Start of MATERIAL SHOWN
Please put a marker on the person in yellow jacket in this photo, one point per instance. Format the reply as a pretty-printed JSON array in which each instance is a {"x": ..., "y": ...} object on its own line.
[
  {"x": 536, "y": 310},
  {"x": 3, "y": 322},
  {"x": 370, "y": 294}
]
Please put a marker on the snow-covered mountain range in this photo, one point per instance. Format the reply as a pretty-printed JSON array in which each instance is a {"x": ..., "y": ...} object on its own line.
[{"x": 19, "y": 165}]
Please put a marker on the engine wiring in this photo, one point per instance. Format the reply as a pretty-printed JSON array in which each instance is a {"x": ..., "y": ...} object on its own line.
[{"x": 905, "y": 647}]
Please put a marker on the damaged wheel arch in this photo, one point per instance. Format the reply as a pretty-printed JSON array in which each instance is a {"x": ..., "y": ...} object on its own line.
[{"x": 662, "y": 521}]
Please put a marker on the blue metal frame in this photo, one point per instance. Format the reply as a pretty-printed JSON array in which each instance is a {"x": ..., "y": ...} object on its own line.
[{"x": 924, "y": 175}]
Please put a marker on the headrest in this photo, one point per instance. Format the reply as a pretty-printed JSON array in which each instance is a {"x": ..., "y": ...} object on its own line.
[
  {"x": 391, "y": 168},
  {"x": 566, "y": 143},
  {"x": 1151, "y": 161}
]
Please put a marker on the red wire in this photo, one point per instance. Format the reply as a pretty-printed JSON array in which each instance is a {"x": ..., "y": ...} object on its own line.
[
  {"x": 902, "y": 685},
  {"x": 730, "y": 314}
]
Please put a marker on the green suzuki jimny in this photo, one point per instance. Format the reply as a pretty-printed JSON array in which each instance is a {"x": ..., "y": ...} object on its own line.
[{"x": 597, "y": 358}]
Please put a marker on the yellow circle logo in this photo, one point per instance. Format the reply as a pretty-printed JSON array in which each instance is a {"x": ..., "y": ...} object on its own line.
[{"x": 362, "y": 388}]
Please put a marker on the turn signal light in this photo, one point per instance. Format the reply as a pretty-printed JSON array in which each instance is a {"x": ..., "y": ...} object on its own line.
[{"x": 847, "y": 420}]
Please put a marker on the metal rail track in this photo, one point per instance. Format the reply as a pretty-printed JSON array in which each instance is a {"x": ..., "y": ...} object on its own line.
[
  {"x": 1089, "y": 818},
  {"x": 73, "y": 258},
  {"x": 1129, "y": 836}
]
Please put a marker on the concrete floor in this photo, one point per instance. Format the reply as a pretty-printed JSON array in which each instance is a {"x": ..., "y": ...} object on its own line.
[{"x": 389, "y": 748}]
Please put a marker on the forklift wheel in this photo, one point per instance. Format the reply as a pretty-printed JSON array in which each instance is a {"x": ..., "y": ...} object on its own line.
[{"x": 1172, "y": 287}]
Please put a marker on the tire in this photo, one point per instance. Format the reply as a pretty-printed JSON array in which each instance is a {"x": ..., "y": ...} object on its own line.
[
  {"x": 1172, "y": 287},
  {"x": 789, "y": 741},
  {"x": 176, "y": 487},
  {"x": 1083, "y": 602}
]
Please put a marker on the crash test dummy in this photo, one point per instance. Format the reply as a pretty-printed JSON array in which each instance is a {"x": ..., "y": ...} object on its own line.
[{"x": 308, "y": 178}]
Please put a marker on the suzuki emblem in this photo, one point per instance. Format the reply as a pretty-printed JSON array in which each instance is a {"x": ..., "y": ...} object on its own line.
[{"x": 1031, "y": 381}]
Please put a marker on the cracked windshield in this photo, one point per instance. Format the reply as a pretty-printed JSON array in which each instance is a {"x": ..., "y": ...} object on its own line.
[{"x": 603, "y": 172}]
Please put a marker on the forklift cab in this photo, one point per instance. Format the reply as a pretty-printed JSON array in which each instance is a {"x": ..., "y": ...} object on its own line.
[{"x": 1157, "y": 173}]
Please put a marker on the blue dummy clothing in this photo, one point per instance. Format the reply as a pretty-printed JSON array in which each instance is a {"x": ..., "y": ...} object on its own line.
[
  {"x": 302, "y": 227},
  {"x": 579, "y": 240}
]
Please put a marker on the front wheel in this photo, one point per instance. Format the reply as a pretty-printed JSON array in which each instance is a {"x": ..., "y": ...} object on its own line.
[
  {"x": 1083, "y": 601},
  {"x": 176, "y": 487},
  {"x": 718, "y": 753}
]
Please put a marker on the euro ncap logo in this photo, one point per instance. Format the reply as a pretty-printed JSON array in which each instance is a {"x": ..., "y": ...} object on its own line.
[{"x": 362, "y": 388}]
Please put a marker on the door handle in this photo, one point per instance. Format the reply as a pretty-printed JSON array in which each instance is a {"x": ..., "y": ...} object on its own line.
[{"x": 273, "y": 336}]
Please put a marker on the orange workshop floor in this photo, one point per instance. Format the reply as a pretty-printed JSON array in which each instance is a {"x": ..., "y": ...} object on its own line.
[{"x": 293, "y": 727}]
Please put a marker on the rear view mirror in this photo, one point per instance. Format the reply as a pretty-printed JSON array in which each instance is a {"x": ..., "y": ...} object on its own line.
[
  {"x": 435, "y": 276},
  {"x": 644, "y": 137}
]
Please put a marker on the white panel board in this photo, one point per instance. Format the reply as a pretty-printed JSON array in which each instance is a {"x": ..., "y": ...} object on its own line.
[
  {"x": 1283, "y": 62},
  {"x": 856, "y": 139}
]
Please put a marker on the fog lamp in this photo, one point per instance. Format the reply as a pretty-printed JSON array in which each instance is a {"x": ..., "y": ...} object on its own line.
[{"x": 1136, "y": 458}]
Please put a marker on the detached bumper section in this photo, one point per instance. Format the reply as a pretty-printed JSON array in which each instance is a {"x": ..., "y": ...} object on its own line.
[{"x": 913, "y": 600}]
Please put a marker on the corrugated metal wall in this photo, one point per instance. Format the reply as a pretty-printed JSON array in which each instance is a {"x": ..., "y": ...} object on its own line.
End of MATERIAL SHOWN
#### WHAT YOU WILL DO:
Each of the records above is to be reproduced word for word.

#### ANSWER FOR THE TASK:
Please put a marker on the person in yellow jacket in this photo, one point per instance. Format the reply as a pretty-printed JSON array in which each instance is a {"x": ..., "y": ...} object on its own line.
[
  {"x": 536, "y": 310},
  {"x": 3, "y": 322},
  {"x": 370, "y": 294}
]
Please put a marker on the snow-covered mountain range in this photo, one point per instance. Format the reply as a pretty-printed JSON array in which each instance is a {"x": ..., "y": ...} object on its own line.
[{"x": 19, "y": 165}]
Please put a marker on the engine wiring in this photo, one point per instance. Format the reply as a pretty-printed JSON array in which each instance is a {"x": ..., "y": ...} object on its own line.
[{"x": 905, "y": 647}]
Please put a marker on the damaged wheel arch in this photo, one point per instance. Format the reply as a pretty-printed JSON array in which each instance is a {"x": ..., "y": ...} object on its own line.
[{"x": 662, "y": 521}]
Please put a marker on the blue metal frame in this photo, one point per instance. Format the reply as a pretty-printed JSON array in which each instance is a {"x": ..., "y": ...} object on its own line.
[{"x": 924, "y": 175}]
Please put a marker on the headrest in this photo, one point per instance. Format the reply as a pretty-printed JSON array in which each instance is a {"x": ..., "y": ...} object on its own line.
[
  {"x": 391, "y": 168},
  {"x": 566, "y": 143},
  {"x": 1151, "y": 161}
]
Please put a marker on the red wire in this photo, one point per instance. Format the reply as a pretty-printed JSON array in which each instance is a {"x": ..., "y": ...} object on its own line.
[
  {"x": 902, "y": 685},
  {"x": 730, "y": 314}
]
Please put a marker on the green suzuki jimny in this photo, one point per instance. Format the reply as a pretty-printed JSON array in which each instance is a {"x": ..., "y": ...} object on its own line.
[{"x": 597, "y": 358}]
Please put a marker on the yellow circle logo in this photo, one point per instance. Format the reply as a pretty-printed JSON array in which each instance is a {"x": ..., "y": ...} object on its own line.
[{"x": 362, "y": 388}]
Please put a marker on the turn signal light in this photo, one point per instance. Format the reply as a pretty-printed JSON array in which each instance is a {"x": ..., "y": ...} object on its own line.
[{"x": 847, "y": 420}]
Please put a marker on the metal rail track in this photo, one point per instance. Format the reply as a pretty-printed JSON array in which each instance is a {"x": ..., "y": ...} object on its own line.
[
  {"x": 1089, "y": 818},
  {"x": 73, "y": 258},
  {"x": 1129, "y": 836}
]
Please put a marker on the concrete floor in this photo, one point per instance. Format the reply as a pretty-printed JSON array in which each instance is a {"x": ..., "y": ...} object on its own line.
[{"x": 389, "y": 748}]
Please put a marker on the forklift wheel in this photo, one point per instance. Format the reply as a pretty-printed JSON array in which each instance is a {"x": ..., "y": ...} object on its own line.
[{"x": 1172, "y": 287}]
Please put a marker on the tire in this photo, one point per instance. Format the reply as a pretty-printed JSON array in which each instance is a {"x": ..., "y": ...} object on its own line.
[
  {"x": 1172, "y": 287},
  {"x": 789, "y": 741},
  {"x": 176, "y": 487},
  {"x": 1083, "y": 602}
]
Please put a marker on the crash test dummy in this photo, one point per instance. Format the reply as a pretty-printed JSON array in which each instance is a {"x": ..., "y": ...} object on its own line.
[{"x": 308, "y": 178}]
Please put a marker on the suzuki emblem in this photo, one point per instance. Format the reply as a pretty-printed JSON array in which each instance is a {"x": ..., "y": ...} object on its own line.
[{"x": 1031, "y": 381}]
Please put a marker on the cracked windshield in this photo, one point per instance. Format the reply as a pretty-printed JSON array in which each instance is a {"x": ..., "y": ...} object on its own line.
[{"x": 603, "y": 172}]
Please put a marker on the forklift cab in this photo, one point per instance. Format the reply as a pretty-printed JSON array in which each instance is a {"x": ..., "y": ...} object on its own line.
[{"x": 1157, "y": 173}]
Please put a marker on the blue dummy clothing in this photo, one point per instance. Format the reply as a pretty-printed JSON array in which each instance is a {"x": ..., "y": ...} object on its own line.
[
  {"x": 302, "y": 227},
  {"x": 579, "y": 240}
]
Please put a marker on the front wheel in this photo, one point per instance. Format the reply as a pretty-printed JSON array in which each instance is a {"x": ..., "y": ...} object on its own line.
[
  {"x": 1083, "y": 601},
  {"x": 176, "y": 487},
  {"x": 718, "y": 753}
]
Please put a marker on the euro ncap logo in this photo, one point per instance. Format the reply as a pretty-printed JSON array in which each instance is a {"x": ..., "y": ...} object on its own line.
[{"x": 362, "y": 388}]
Please put a marker on the door handle in this photo, one point per instance. Format the reply as a pretty-printed JSON array in which each instance is a {"x": ..., "y": ...} object on its own line.
[{"x": 273, "y": 336}]
Please put a marker on the orange workshop floor in this photo, one point per instance. Format the reply as a pretty-printed JSON array in which each instance is a {"x": ..., "y": ...} object on its own line.
[{"x": 293, "y": 727}]
Please put a marker on the rear view mirror in this photo, one point per instance. Format the reply as a pretty-printed JSON array in which each instance is a {"x": ..., "y": ...} object on its own line.
[
  {"x": 435, "y": 276},
  {"x": 644, "y": 137}
]
Please put a marker on the white panel board in this photo, one point per instance. Format the reply as a pretty-printed JSON array in which each instance is a {"x": ..., "y": ...} object on its own line.
[
  {"x": 1283, "y": 62},
  {"x": 856, "y": 139}
]
Please put a marker on the fog lamp in this photo, one point per instance. Format the reply as a pretty-printed JSON array in which each instance is a {"x": ..., "y": ...} object on its own line.
[{"x": 1136, "y": 458}]
Please put a marker on the detached bumper section in this photo, one point per instance. Format the reply as a pretty-printed JSON array in which each instance is a {"x": ..., "y": ...} object on its own line.
[{"x": 913, "y": 600}]
Please put a marker on the corrugated metal wall in this photo, one point per instance. Format the reply as a pretty-printed JSON array in which each instance is a {"x": ..., "y": ...} object on its own line.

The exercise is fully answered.